> **Task statement**
Repeat the material exactly, leaving nothing out.

> **Material shown**
======

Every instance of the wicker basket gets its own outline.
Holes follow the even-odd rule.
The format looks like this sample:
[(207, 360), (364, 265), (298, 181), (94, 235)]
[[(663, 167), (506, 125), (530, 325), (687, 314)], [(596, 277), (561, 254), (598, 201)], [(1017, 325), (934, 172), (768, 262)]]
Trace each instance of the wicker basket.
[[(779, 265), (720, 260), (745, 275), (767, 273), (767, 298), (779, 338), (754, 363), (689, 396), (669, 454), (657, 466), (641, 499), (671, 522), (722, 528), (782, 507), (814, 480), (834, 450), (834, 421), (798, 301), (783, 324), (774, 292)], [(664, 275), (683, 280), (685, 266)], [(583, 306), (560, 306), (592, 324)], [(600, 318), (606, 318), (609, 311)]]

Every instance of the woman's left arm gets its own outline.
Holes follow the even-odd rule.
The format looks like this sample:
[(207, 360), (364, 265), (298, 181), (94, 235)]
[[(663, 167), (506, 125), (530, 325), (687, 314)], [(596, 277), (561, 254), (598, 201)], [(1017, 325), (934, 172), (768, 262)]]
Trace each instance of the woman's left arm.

======

> **Task answer**
Every instance of the wicker basket gets its own outline.
Holes follow the even-odd rule.
The format looks like this sample:
[(207, 360), (364, 265), (298, 181), (94, 235)]
[[(663, 167), (506, 125), (530, 325), (687, 314)], [(596, 277), (561, 254), (598, 201)], [(1017, 325), (934, 172), (768, 262)]]
Trace each instance of the wicker basket.
[[(779, 265), (720, 260), (745, 275), (767, 273), (767, 298), (779, 338), (754, 363), (689, 396), (669, 454), (657, 466), (641, 499), (671, 522), (722, 528), (782, 507), (814, 480), (834, 450), (834, 421), (798, 301), (783, 324), (774, 292)], [(664, 275), (683, 280), (685, 266)], [(583, 306), (560, 306), (592, 324)], [(600, 318), (606, 318), (609, 311)]]

Every instance of the woman's left arm gets its own outline.
Holes follow the even-odd rule.
The format looks like this sample:
[(207, 360), (364, 265), (298, 181), (94, 235)]
[[(663, 167), (506, 125), (530, 325), (687, 314)], [(596, 277), (561, 254), (598, 201)], [(1017, 325), (934, 172), (768, 262)]]
Trace each instance of the woman's left arm.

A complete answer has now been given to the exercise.